文書抜粋:
説明

電子楽器

【課題】聴者の位置に拘らず、その聴者へ、自然なステレオ方式の楽音(自然な広がりを持つ楽音)を与えることができる電子楽器を提供すること。
【解決手段】本実施形態の電子ピアノ1によれば、スピーカ9L(L)およびスピーカ10R(L)から楽音のLチャンネルを出力し、スピーカ9R(R)およびスピーカ10L(R)から楽音のRチャンネルを出力する。これにより、低域音を主とする成分と、高域音を主とする成分とを、ピアノ本体2内で合成することができると共に、楽音の中域音の伝播領域をMの領域に広げることができる。よって、ピアノ本体2外において、低域音或いは高域音のいずれか一方の成分が、聴者の位置によって支配的になることを低減することができる。従って、聴者の位置に拘らず、その聴者へ、自然なステレオ方式の楽音(自然な広がりを持つ楽音)を与えることができる。

項目一覧:

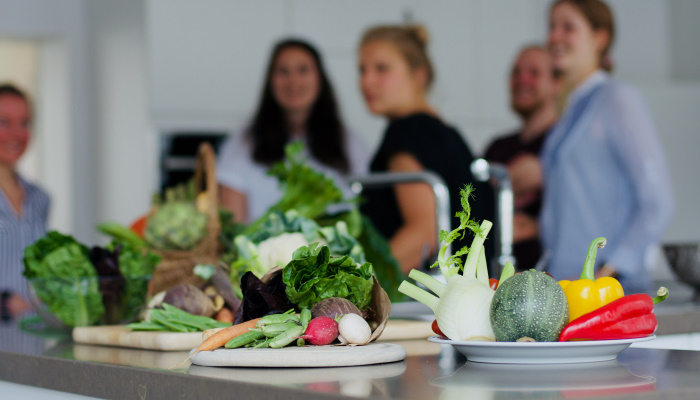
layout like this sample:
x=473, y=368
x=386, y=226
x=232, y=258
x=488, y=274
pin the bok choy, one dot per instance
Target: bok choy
x=462, y=304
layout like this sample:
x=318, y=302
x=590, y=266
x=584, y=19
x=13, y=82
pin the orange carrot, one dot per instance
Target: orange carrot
x=221, y=337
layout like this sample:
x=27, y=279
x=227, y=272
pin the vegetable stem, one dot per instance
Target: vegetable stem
x=508, y=271
x=588, y=271
x=419, y=295
x=662, y=294
x=471, y=264
x=482, y=268
x=431, y=283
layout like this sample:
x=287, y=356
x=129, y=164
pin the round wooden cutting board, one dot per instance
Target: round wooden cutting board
x=307, y=356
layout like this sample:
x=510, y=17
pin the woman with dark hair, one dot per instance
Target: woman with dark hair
x=605, y=173
x=23, y=206
x=297, y=103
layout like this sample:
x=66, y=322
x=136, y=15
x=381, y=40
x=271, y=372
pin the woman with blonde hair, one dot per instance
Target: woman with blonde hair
x=395, y=77
x=605, y=173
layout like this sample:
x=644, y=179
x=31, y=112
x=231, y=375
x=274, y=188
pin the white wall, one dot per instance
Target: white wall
x=63, y=106
x=138, y=67
x=207, y=64
x=126, y=143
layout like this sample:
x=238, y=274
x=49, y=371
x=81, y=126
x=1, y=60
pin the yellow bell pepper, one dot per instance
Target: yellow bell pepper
x=587, y=294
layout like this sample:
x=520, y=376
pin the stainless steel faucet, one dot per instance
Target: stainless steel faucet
x=442, y=196
x=497, y=176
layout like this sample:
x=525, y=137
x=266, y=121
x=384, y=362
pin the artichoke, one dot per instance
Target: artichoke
x=175, y=226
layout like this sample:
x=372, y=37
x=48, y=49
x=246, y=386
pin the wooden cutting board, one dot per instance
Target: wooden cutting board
x=122, y=337
x=308, y=356
x=176, y=341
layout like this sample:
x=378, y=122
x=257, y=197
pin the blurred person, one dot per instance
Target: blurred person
x=605, y=173
x=23, y=206
x=297, y=103
x=395, y=76
x=533, y=98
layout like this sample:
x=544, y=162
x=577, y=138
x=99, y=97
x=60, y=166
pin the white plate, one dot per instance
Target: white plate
x=541, y=352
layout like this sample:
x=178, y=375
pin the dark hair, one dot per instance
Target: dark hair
x=324, y=128
x=599, y=17
x=8, y=89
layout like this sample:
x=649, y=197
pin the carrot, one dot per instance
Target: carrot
x=221, y=337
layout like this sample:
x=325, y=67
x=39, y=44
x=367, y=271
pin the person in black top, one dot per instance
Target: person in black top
x=395, y=74
x=533, y=88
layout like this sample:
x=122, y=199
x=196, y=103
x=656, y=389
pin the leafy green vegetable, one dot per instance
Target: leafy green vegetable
x=313, y=275
x=137, y=267
x=305, y=190
x=172, y=319
x=64, y=279
x=378, y=252
x=259, y=251
x=84, y=287
x=451, y=265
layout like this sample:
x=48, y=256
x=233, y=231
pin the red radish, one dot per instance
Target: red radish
x=321, y=330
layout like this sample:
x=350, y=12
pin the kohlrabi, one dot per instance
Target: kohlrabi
x=462, y=305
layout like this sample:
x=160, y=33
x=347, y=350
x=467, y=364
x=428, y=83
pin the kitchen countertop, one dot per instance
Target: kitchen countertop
x=429, y=371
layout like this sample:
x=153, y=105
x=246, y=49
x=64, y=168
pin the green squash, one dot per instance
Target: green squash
x=529, y=305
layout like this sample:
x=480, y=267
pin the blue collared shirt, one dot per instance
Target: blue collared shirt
x=18, y=232
x=605, y=174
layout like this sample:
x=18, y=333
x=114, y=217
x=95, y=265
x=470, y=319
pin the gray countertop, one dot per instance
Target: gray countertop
x=429, y=371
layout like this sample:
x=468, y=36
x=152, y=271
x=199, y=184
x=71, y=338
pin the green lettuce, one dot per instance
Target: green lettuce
x=64, y=279
x=313, y=275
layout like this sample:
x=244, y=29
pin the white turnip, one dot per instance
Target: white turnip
x=354, y=329
x=321, y=331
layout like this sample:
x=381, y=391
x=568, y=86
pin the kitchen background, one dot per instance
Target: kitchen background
x=111, y=78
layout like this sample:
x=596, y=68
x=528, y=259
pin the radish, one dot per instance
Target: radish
x=321, y=331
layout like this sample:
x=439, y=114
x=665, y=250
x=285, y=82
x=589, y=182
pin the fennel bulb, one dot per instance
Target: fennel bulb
x=462, y=305
x=278, y=250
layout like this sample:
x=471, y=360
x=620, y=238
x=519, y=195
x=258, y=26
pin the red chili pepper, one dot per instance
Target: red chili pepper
x=628, y=317
x=436, y=328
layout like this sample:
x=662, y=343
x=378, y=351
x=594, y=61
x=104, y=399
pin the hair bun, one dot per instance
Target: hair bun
x=420, y=32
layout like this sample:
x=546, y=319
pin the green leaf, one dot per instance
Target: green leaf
x=313, y=275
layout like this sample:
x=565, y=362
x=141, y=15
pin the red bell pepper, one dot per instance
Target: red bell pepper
x=628, y=317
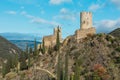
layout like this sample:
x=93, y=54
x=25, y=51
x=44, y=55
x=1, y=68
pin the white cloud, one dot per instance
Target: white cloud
x=116, y=2
x=11, y=12
x=94, y=7
x=63, y=10
x=65, y=14
x=107, y=25
x=43, y=21
x=38, y=20
x=56, y=2
x=42, y=11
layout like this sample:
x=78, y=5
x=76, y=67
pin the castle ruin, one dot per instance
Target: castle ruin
x=50, y=41
x=86, y=27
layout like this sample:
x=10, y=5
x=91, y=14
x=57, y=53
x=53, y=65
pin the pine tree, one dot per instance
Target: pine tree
x=23, y=64
x=77, y=71
x=58, y=40
x=58, y=69
x=29, y=58
x=35, y=49
x=66, y=66
x=43, y=47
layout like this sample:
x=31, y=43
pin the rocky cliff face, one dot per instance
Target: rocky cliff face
x=8, y=49
x=115, y=33
x=100, y=52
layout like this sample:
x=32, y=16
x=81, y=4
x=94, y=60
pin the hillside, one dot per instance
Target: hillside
x=96, y=56
x=116, y=33
x=7, y=49
x=93, y=52
x=22, y=43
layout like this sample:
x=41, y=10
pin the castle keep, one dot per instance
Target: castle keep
x=86, y=27
x=50, y=41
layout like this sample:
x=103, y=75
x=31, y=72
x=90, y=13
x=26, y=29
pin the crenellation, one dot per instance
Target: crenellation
x=86, y=26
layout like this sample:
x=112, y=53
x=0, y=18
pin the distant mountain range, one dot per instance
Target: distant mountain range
x=21, y=40
x=23, y=43
x=116, y=33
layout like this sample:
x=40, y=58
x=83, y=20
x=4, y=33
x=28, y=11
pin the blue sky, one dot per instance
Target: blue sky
x=41, y=16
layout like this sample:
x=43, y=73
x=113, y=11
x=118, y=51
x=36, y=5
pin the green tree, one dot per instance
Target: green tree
x=66, y=66
x=58, y=40
x=43, y=47
x=58, y=69
x=35, y=49
x=29, y=58
x=77, y=71
x=23, y=64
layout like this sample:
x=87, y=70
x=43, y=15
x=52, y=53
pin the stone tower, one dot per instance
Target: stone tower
x=86, y=27
x=86, y=20
x=50, y=41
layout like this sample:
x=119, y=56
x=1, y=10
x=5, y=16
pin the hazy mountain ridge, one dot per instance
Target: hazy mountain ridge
x=21, y=36
x=23, y=43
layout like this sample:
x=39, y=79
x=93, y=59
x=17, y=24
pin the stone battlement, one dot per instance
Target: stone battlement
x=86, y=26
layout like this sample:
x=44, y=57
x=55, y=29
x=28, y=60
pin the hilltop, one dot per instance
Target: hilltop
x=116, y=33
x=7, y=49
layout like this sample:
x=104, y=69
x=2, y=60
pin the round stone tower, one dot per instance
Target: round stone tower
x=85, y=20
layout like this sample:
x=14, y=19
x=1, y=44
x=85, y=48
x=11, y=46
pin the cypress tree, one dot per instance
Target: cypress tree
x=58, y=40
x=43, y=47
x=29, y=58
x=23, y=64
x=77, y=71
x=35, y=49
x=58, y=69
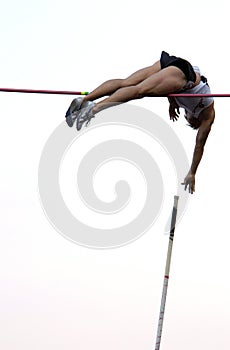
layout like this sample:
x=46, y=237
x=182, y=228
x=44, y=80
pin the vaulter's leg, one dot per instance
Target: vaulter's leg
x=111, y=86
x=166, y=81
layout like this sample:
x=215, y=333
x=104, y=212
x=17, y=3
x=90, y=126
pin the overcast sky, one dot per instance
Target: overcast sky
x=56, y=294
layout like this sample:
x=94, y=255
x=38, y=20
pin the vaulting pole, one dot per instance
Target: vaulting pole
x=60, y=92
x=166, y=277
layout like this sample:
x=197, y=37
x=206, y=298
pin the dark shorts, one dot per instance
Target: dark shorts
x=166, y=61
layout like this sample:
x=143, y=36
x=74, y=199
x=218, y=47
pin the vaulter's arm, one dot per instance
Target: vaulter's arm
x=201, y=138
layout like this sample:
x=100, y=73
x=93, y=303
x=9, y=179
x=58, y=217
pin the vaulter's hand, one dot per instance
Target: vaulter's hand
x=174, y=109
x=174, y=112
x=189, y=182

課題の説明:
電子楽器の文書にある「よって、ピアノ本体2外において、低域音或いは高域音のいずれか一方の成分が、聴者の位置によって支配的になることを低減することができる。」という一文は、英語でどう訳せますか？

完全な回答:
Therefore, outside the piano body 2, it is possible to reduce the likelihood that either the low-range component or the high-range component becomes dominant depending on the listener's position.